## SUPPLIED PASSAGE
┌──

Is it possible that the phase II GBM study results will change significantly, for better or for worse, in
the final analysis of the complete data set?
These results are not final and may therefore change as the study moves towards completion. However, the
fact that the study is at this stage relatively mature, together with the fact that these data have remained extremely stable over time, suggests that the final results will be very similar to the interim analyses that have been presented over the
course of the study.
Why is data from 29 patients reported, when 30 were enrolled to the phase II GBM study?
One patient was removed from the study by the principal investigator due to very poor compliance. That patient is believed to have received less than two weeks
of paxalisib treatment, and all data was deemed unreliable. Consequently, they have been removed from this and all previous analyses. The impact of their removal on the overall data is minimal.
How does the safety profile reported in the phase II GBM study compare to FDA-approved PI3K inhibitors?
While hyperglycemia is a common side effect of all drugs inhibiting PI3Kα, the rates of serious hyperglycemia seen with paxalisib are approximately half
those seen with comparable agents. Rash and mucositis are believed to be primarily mTOR-driven toxicities, and so are not directly comparable with approved PI3K inhibitors, which do not have mTOR activity. Other less common, but serious, toxicities
that have been seen with other agents, including pneumonitis, infection, liver toxicity, hypertension, and GI toxicity, have not been seen with paxalisib. On present evidence, the drug has the potential to achieve a best-in-class safety profile.

└──

## PROVIDED RECORDS
┌──

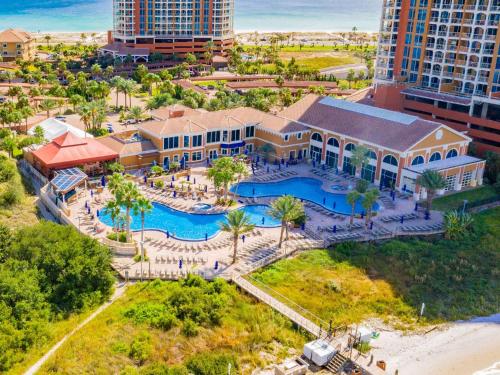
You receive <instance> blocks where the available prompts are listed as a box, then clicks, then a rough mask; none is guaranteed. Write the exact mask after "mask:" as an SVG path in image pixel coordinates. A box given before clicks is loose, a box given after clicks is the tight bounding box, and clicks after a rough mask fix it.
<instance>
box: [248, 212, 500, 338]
mask: <svg viewBox="0 0 500 375" xmlns="http://www.w3.org/2000/svg"><path fill="white" fill-rule="evenodd" d="M474 218H475V225H474V228H473V230H472V231H471V233H469V235H468V236H467V238H465V239H463V240H461V241H451V240H445V239H442V238H438V237H436V238H432V239H408V240H392V241H387V242H385V243H381V244H359V243H356V244H354V243H347V244H342V245H339V246H337V247H335V248H334V249H331V250H315V251H310V252H307V253H302V254H300V255H299V256H297V257H295V258H293V259H287V260H283V261H280V262H278V263H276V264H274V265H272V266H270V267H268V268H266V269H263V270H261V271H258V272H256V273H254V274H253V275H252V277H253V278H255V279H256V280H257V281H254V283H255V284H256V285H258V286H260V287H262V286H261V284H260V283H261V282H262V283H264V284H265V285H267V286H268V287H270V288H272V290H274V291H276V292H277V293H279V294H280V295H282V296H284V297H286V298H288V299H290V300H291V301H293V302H295V303H297V304H299V305H301V306H303V307H304V308H306V309H308V310H309V311H311V312H312V313H314V314H316V315H318V316H319V317H320V318H321V319H323V320H324V321H326V322H328V321H330V320H332V321H333V323H334V325H336V326H337V325H343V324H352V323H357V322H361V321H362V320H364V319H367V318H372V317H376V318H381V319H382V320H384V321H386V322H387V323H392V324H393V325H394V326H396V327H398V328H409V329H411V328H415V327H417V318H418V311H419V309H420V305H421V303H422V302H425V303H426V306H427V307H426V311H425V315H424V318H423V319H422V320H421V321H420V323H419V324H428V323H438V322H443V321H450V320H457V319H467V318H470V317H472V316H475V315H488V314H492V313H495V312H498V306H499V303H500V299H499V296H500V283H499V275H500V269H499V264H500V247H499V246H498V238H500V208H496V209H493V210H489V211H486V212H483V213H481V214H477V215H474ZM278 298H279V297H278ZM284 302H285V303H287V302H286V301H285V300H284Z"/></svg>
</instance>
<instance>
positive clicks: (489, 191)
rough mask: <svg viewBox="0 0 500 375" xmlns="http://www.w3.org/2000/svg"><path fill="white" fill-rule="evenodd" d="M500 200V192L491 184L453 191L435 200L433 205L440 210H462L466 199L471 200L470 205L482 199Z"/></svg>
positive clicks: (441, 210) (473, 203)
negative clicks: (494, 187)
mask: <svg viewBox="0 0 500 375" xmlns="http://www.w3.org/2000/svg"><path fill="white" fill-rule="evenodd" d="M495 198H497V200H500V194H498V193H497V191H496V190H495V188H494V187H493V186H491V185H484V186H481V187H478V188H476V189H471V190H466V191H462V192H459V193H453V194H449V195H445V196H444V197H439V198H436V199H434V200H433V202H432V207H433V208H434V209H435V210H439V211H450V210H460V209H462V207H463V204H464V200H467V201H468V202H469V205H474V204H476V203H477V202H480V201H483V200H484V201H486V200H489V199H495Z"/></svg>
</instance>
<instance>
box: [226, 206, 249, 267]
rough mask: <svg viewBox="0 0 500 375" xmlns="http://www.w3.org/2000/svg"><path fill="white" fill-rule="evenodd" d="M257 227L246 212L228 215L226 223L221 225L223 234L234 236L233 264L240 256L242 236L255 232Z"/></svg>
mask: <svg viewBox="0 0 500 375" xmlns="http://www.w3.org/2000/svg"><path fill="white" fill-rule="evenodd" d="M254 227H255V226H254V225H253V224H252V223H251V222H250V218H249V217H248V216H247V215H246V214H245V212H244V211H241V210H234V211H231V212H229V213H228V214H227V215H226V221H225V222H222V223H221V224H220V228H221V230H222V231H223V232H227V233H231V235H232V236H233V264H234V263H236V257H237V255H238V240H239V238H240V236H241V235H243V234H245V233H248V232H250V231H252V230H253V228H254Z"/></svg>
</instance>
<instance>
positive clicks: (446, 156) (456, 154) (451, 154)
mask: <svg viewBox="0 0 500 375" xmlns="http://www.w3.org/2000/svg"><path fill="white" fill-rule="evenodd" d="M457 156H458V152H457V150H455V149H452V150H450V151H448V152H447V153H446V159H449V158H456V157H457Z"/></svg>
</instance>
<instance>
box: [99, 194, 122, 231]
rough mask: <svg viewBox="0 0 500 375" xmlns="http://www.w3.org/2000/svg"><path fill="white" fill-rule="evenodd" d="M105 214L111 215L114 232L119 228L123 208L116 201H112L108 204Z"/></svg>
mask: <svg viewBox="0 0 500 375" xmlns="http://www.w3.org/2000/svg"><path fill="white" fill-rule="evenodd" d="M103 212H104V214H106V215H109V217H110V218H111V221H112V223H113V231H114V230H115V229H116V227H117V225H116V224H117V219H118V217H119V216H120V214H121V207H120V205H119V204H118V202H117V201H116V200H115V199H112V200H110V201H108V202H107V203H106V205H105V206H104V210H103Z"/></svg>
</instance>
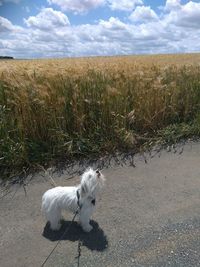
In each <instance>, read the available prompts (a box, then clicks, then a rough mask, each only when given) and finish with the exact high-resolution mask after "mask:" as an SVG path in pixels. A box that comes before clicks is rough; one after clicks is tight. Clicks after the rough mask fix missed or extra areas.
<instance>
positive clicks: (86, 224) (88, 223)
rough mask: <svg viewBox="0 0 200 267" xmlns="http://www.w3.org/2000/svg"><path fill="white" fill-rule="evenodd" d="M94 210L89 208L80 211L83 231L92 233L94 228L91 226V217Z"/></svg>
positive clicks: (81, 225) (90, 208)
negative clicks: (92, 229)
mask: <svg viewBox="0 0 200 267" xmlns="http://www.w3.org/2000/svg"><path fill="white" fill-rule="evenodd" d="M92 211H93V209H92V208H88V209H86V210H85V209H84V208H82V210H81V211H80V224H81V227H82V228H83V231H85V232H90V231H91V230H92V229H93V227H92V225H91V224H90V217H91V215H92Z"/></svg>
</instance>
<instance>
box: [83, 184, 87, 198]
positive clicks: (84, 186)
mask: <svg viewBox="0 0 200 267" xmlns="http://www.w3.org/2000/svg"><path fill="white" fill-rule="evenodd" d="M87 193H88V188H87V185H86V184H83V185H81V196H82V197H84V196H85V195H86V194H87Z"/></svg>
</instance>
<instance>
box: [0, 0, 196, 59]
mask: <svg viewBox="0 0 200 267" xmlns="http://www.w3.org/2000/svg"><path fill="white" fill-rule="evenodd" d="M199 50H200V1H187V0H159V1H155V0H35V1H28V0H0V55H10V56H14V57H16V58H43V57H44V58H49V57H76V56H95V55H129V54H156V53H184V52H199Z"/></svg>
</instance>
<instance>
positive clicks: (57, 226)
mask: <svg viewBox="0 0 200 267" xmlns="http://www.w3.org/2000/svg"><path fill="white" fill-rule="evenodd" d="M47 220H48V221H49V222H50V227H51V229H52V230H54V231H56V230H59V229H60V227H61V223H60V220H61V210H60V209H52V210H50V211H49V212H48V214H47Z"/></svg>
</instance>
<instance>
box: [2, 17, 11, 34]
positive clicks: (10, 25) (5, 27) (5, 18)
mask: <svg viewBox="0 0 200 267" xmlns="http://www.w3.org/2000/svg"><path fill="white" fill-rule="evenodd" d="M12 29H13V25H12V23H11V22H10V21H9V20H8V19H6V18H4V17H0V32H7V31H12Z"/></svg>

└──

## WORK TASK A
List every serious toxicity that the paxalisib study FAQ says has been seen with other agents but not with paxalisib.
## WORK TASK B
Reproduce the part of the paxalisib study FAQ that opens with the words containing "Is it possible" and closes with "of the study.".
## WORK TASK C
Proceed with the paxalisib study FAQ from its last sentence onward.

## RESPONSE A
Pneumonitis, infection, liver toxicity, hypertension, and GI toxicity.

## RESPONSE B
Is it possible that the phase II GBM study results will change significantly, for better or for worse, in
the final analysis of the complete data set?
These results are not final and may therefore change as the study moves towards completion. However, the
fact that the study is at this stage relatively mature, together with the fact that these data have remained extremely stable over time, suggests that the final results will be very similar to the interim analyses that have been presented over the
course of the study.

## RESPONSE C
Overall Response Rate (ORR) is a common endpoint for phase II oncology trials.
Will that be assessed in the phase II GBM study?
ORR is commonly used as an endpoint in early-phase studies of cancer therapies. In general, it is
considered an inferior endpoint to PFS or OS, and very rarely provides a basis for product approval.
From a technical standpoint, ORR measures the change
in size of an existing tumour. 80% of patients in this study had undergone complete resection prior to joining the study, and so had no measurable tumour at study entry, making ORR impossible to determine. The endpoint will be assessed in the final
analysis in those patients for whom it can be determined but is unlikely to provide significant additional information.
How should the data from the
phase I DIPG study be interpreted?
This is a phase I first-in-paediatric study and the primary objective is to
assess safety and tolerability of paxalisb. The study has successfully met those objectives, achieving a paediatric MTD of 27 mg/m2. This dose will be used in future paediatric studies and has
already been adopted for several children who have received the drug on a compassionate use basis.